Supplied records -
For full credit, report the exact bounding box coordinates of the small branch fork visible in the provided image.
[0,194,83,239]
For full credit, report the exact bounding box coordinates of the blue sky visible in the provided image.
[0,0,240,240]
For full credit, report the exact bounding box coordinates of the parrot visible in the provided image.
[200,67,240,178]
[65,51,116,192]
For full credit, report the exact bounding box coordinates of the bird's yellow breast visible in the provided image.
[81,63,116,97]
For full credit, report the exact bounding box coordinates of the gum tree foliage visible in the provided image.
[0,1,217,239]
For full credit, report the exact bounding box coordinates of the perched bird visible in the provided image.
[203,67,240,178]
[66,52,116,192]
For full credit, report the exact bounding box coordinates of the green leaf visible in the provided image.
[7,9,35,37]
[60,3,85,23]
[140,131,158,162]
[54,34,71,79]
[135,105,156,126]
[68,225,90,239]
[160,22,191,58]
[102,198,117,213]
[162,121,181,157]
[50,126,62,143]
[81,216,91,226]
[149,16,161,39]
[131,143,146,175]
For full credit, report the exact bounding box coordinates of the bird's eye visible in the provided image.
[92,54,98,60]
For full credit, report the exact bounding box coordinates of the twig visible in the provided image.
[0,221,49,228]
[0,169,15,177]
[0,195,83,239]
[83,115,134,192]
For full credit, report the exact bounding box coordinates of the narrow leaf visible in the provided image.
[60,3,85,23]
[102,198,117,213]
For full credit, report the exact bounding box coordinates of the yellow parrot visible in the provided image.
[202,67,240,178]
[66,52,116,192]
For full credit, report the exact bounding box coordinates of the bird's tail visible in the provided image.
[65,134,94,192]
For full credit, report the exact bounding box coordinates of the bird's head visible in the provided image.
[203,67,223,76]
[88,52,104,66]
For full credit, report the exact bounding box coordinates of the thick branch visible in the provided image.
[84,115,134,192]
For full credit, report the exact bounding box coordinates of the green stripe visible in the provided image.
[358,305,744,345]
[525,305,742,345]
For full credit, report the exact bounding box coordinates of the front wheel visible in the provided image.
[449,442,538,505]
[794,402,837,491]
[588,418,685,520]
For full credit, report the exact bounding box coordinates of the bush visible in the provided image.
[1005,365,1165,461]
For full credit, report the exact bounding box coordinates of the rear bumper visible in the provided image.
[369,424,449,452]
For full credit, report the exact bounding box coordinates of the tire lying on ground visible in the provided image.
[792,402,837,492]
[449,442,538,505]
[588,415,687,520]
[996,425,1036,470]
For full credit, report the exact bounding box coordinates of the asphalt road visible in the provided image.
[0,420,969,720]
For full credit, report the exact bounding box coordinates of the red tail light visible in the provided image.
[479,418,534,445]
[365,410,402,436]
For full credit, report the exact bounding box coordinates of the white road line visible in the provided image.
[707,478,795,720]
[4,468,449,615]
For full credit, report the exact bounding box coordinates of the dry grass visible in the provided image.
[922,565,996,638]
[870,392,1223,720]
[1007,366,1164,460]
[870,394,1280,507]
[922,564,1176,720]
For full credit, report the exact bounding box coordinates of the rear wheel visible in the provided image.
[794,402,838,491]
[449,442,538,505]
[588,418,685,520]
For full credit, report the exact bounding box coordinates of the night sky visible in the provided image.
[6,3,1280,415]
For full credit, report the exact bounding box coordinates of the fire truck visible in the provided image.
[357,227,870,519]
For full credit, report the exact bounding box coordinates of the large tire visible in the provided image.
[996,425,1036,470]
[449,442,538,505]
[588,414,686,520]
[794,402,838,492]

Exercise instructions - Switch every "exact" in the data above to "precise" and reproduce all of the data with nothing else changed.

Result of this task -
For full credit, report the precise bounding box coordinates of the small branch fork visible in the provided image.
[0,194,83,239]
For full credit, report the precise bounding box coordinates of the blue sky visible in the provided image.
[0,0,240,240]
For full credit, report the precise bounding box coordinates of the parrot visible in the provided image.
[200,67,240,178]
[65,51,116,192]
For full credit, report the precise bounding box coordinates of the bird's yellow breast visible in the provided image.
[81,63,116,97]
For full credit, report the precise bounding box coordinates of the gum tree foliage visible in the provided image.
[0,1,217,239]
For full credit, report the precise bounding box coordinates of the perched bird visible in the provided image.
[203,67,240,178]
[66,52,116,192]
For full credit, report the precise bounding box coordinates of the green leaf visible in the provided image.
[7,9,35,37]
[60,3,85,23]
[140,131,158,162]
[54,34,71,79]
[135,105,156,126]
[68,225,90,239]
[160,22,191,58]
[102,198,117,213]
[162,121,181,157]
[50,126,62,143]
[81,216,91,226]
[149,16,161,39]
[131,143,146,175]
For full credit, report the precise bounding box coordinates of the bird's eye visible in the provided image.
[92,54,98,60]
For full credit, report the precise bounding box coordinates of the twig visible in the provided image.
[0,221,49,228]
[0,169,15,177]
[0,195,83,239]
[83,115,134,192]
For full credit, report the precise bounding box coordinates of the narrow leaf visible in the provided image.
[60,3,85,23]
[102,198,117,213]
For full credit, report the precise bounding box coordinates of the yellow parrot visible in the provided image.
[202,67,240,178]
[66,52,116,192]
For full credit, report the precise bounding box coordinates of the bird's tail visible in the provided image.
[65,134,94,192]
For full credit, report the precise bounding box coordinates of the bird's head visible in the provided image.
[203,67,223,76]
[88,52,104,66]
For full credit, report the precise bounding box coordinates of the thick branch visible in the provided image.
[84,115,134,192]
For full credit, report the precise bounding box coordinates of the green stripe visible in the provided image.
[358,305,744,345]
[525,305,742,345]
For full credit, report the precise bounding box coordinates of the front wheel visible in the provided image.
[449,442,538,505]
[794,402,837,491]
[588,418,685,520]
For full credit, report the precise bounding box coordinates of the bush visible in the provided image.
[1005,365,1165,461]
For full credit, report the precise bounding box coordinates of the rear bumper visible in the provided image.
[369,424,449,452]
For full credit, report the precise bounding box coordinates of the tire lying on ground visible in the provided image.
[792,402,837,492]
[449,442,538,505]
[588,415,687,520]
[996,425,1036,470]
For full credit, report the precise bounding box coordinates of the asphalt road visible in the provided image.
[0,420,969,720]
For full credit, report the precise bounding box coordinates of the red tail light visible in the provided image.
[479,418,534,445]
[365,410,402,436]
For full credit, report the precise bounding box coordinates of the white road line visible in the provided image.
[707,478,795,720]
[4,468,449,615]
For full credit, report the precise bounding box coordinates of the dry grass visible in the provided image.
[922,565,996,638]
[870,392,1223,720]
[1007,366,1164,460]
[870,394,1280,507]
[922,564,1176,720]
For full credit, report the precise bounding box coordinates of the rear wheel visible in the provided image.
[794,402,838,491]
[449,442,538,505]
[588,418,685,520]
For full credit, report the precise bounding box coordinates of the night sky visible in the provided image.
[6,3,1280,415]
For full credit, report the precise bounding box coordinates of the fire truck visible in the provided image.
[357,227,870,519]
For full credit, report the precise bounding box coordinates of the large tire visible in the provided image.
[996,425,1036,470]
[449,442,538,505]
[588,414,686,520]
[794,402,838,492]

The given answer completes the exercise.